▶ _作業内容_
1. 不動産投資の節税についての文章では、デッドクロスとはどのような状態だと説明されているか。
2. 不動産投資の節税についての文章を、最後の行に続けて書き継ぐこと。

▶ _提示文_

┄┄┄┄┄┄

節税目的の不動産投資において、節税効果を高めるためのコツをそれぞれ紹介していきます。

節税効果を高めるためのコツ

  • 常識の範囲内で購入価格に対する建物価格の割合を高める
  • 築古木造などの物件を選んで建物の耐用年数は短くする
  • 築古物件を購入する場合は修繕リスクを考慮しておく
  • 設備は建物と分けて減価償却する
  • 目安として6年目以降に売却して譲渡税を抑える

 

コツ①常識の範囲内で購入価格に対する建物価格の割合を高める

節税効果を高めるためには、土地と建物を1つの契約で購入するとき、土地よりも建物の価格割合を高める必要があります。その理由は次のとおりです。

建物の価格割合を高める理由

  • 減価償却費(必要経費)を大きく取って赤字を出すため
  • 損益通算対象外となる土地分の利息を抑えるため
  • デッドクロスが生じる時期を遅らせるため

 

理由の1つに挙げているデッドクロスとは、減価償却費よりも借入金の元金返済額が大きくなってしまう状態です。デッドクロスが生じると、税引前の現金収支(税引前CF)よりも不動産所得が高くなり、税引き後CFが悪化してしまいます。

そこで建物の価格割合を増やすと減価償却費の額が上がり、上図でいうデッドクロスのラインが上がることから、デッドクロスの発生時期を遅らせることが可能です。

一方で、売主が消費税の課税事業者なら建物分の価格が課税売上となり、消費税の納付税額が高くなることがあります。買主と売主は利益相反関係が生じることもあるため、常識の範囲内で交渉することが必要です。

コツ②築古木造などの物件を選んで建物の耐用年数は短くする

建物の取得価額(簿価)は、耐用年数にわたって簿価が1円になるまで償却します。つまり、減価償却費を大きく取るためには建物の取得価額を増やす(前述のとおり)か、耐用年数を短くしなければなりません。

建物の取得価額を増やすために建物の価格割合を高めることは先ほど紹介しました。耐用年数を短くするためには、例えば築年数22年を超えた築古の木造物件(4年)を選定します。

建物の構造 法定耐用年数(償却率) 法定耐用年数を過ぎた場合(償却率)
鉄骨鉄筋コンクリート造(SRC造) 47年(2.2%) 9年(11.2%)
鉄筋コンクリート造(RC造) 47年(2.2%) 9年(11.2%)
鉄骨造(S造) 骨格材肉厚4mm超え 34年(3.0%) 6年(16.7%)
骨格材肉厚3mm超え4mm以下 27年(3.8%) 5年(20.0%)
骨格材肉厚3mm以下 19年(5.3%) 3年(33.4%)

┄┄┄┄┄┄

▶ _抽出項目_

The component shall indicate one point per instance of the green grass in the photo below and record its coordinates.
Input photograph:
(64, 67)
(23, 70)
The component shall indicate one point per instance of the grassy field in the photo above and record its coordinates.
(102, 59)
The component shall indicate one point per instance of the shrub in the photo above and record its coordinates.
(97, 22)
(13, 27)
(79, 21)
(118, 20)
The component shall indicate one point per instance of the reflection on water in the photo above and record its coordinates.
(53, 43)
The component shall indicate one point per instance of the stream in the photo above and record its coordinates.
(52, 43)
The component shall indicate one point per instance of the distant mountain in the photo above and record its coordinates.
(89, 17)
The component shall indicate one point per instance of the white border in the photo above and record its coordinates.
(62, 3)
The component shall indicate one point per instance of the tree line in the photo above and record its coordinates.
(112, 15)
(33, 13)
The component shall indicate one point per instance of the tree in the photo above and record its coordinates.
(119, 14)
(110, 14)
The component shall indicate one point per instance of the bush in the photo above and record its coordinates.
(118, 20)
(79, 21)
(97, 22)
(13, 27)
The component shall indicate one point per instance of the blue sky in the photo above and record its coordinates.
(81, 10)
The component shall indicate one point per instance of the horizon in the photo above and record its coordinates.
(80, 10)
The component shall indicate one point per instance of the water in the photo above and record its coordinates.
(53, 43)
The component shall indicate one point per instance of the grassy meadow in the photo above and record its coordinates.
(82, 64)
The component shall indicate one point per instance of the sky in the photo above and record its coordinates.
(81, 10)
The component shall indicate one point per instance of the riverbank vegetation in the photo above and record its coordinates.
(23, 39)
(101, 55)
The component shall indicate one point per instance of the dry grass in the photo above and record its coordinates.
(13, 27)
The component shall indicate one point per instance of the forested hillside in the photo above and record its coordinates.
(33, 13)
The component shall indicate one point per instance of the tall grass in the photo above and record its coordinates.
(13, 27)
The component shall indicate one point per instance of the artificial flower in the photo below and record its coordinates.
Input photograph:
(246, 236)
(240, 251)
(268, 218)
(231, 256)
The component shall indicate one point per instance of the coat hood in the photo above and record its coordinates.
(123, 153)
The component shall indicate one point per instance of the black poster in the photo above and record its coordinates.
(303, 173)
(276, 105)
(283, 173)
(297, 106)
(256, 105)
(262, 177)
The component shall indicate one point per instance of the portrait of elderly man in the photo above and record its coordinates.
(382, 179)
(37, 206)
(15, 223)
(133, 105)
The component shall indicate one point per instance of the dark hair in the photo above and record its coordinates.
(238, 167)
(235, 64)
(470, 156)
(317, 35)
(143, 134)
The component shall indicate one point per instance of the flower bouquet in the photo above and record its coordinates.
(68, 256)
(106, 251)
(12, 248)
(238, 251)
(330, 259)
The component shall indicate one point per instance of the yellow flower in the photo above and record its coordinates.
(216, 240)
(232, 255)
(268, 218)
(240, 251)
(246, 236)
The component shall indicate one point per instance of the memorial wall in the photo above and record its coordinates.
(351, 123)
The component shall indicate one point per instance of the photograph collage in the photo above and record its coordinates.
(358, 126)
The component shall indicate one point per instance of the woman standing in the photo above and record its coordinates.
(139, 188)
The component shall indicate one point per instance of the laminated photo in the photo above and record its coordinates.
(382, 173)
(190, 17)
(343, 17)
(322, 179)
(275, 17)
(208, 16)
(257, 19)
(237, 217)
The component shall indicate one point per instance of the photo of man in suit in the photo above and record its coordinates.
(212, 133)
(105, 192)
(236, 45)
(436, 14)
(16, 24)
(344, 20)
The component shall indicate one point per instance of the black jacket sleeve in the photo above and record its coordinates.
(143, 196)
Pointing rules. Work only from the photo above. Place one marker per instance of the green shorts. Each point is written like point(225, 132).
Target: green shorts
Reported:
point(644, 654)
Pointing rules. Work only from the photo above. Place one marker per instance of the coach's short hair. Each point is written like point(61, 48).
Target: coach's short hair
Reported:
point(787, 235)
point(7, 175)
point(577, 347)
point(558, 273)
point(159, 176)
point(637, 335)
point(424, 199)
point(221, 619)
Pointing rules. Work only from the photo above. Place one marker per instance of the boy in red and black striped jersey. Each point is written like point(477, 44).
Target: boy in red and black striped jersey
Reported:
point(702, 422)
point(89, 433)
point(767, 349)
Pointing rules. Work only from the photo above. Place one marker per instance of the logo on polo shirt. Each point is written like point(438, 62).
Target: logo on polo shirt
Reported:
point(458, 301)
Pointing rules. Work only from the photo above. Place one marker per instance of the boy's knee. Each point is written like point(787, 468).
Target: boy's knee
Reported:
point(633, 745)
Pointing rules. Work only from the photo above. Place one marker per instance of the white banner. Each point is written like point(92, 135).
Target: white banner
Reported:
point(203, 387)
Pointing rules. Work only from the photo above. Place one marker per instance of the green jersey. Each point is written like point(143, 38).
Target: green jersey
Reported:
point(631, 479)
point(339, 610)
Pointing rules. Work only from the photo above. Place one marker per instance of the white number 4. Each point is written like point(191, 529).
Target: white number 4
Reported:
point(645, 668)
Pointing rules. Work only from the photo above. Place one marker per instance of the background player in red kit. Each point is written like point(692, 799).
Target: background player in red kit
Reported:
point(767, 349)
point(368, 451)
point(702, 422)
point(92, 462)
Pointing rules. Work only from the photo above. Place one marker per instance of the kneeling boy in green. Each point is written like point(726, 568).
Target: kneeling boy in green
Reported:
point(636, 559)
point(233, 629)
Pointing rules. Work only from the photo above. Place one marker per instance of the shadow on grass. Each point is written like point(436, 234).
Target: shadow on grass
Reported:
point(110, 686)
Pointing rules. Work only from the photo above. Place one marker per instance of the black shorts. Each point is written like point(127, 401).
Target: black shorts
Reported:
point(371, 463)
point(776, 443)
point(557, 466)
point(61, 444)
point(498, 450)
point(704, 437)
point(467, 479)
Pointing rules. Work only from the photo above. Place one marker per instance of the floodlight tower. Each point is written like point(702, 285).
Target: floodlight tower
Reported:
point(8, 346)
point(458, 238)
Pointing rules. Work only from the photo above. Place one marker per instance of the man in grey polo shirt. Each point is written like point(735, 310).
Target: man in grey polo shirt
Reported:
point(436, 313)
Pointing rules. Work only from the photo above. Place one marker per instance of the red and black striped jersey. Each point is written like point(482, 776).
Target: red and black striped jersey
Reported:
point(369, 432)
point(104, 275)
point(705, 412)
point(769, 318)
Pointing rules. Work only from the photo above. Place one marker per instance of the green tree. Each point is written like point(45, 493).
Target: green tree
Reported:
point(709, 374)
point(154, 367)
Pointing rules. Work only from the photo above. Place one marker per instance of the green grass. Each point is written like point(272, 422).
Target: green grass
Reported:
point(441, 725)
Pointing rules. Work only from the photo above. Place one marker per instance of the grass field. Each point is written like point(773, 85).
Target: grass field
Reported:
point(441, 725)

┄┄┄┄┄┄

▶ _各作業の結果_
1. 減価償却費よりも借入金の元金返済額が大きくなってしまう状態。

2.
木造(W造) 22年(4.6%) 4年(25.0%)

参照:e-Gov法令検索「減価償却資産の耐用年数等に関する省令」

コツ③築古物件を購入する場合は修繕リスクを考慮しておく

築古物件は節税に効果的である一方、比較的多額の修繕費が発生する可能性があることに注意しておかなければなりません。

節税効果よりもキャッシュフローの悪化が大きくなってしまわないよう、物件選びは慎重に行いましょう

コツ④設備は建物と分けて減価償却する

建物本体と、エアコン(空調設備)や水回り(給排水設備)などの附属設備は、それぞれ分けて償却することができます。

例えば、空調設備や給排水設備の法定耐用年数は15年と建物本体より短いため、早めに多くの減価償却費を取る(節税する)ことが可能です。

ただし、分けて固定資産台帳に計上するためには、見積もりなどを詳細に作ってもらわなければならないなどの手間や難しさがあります。この点も把握しておきましょう。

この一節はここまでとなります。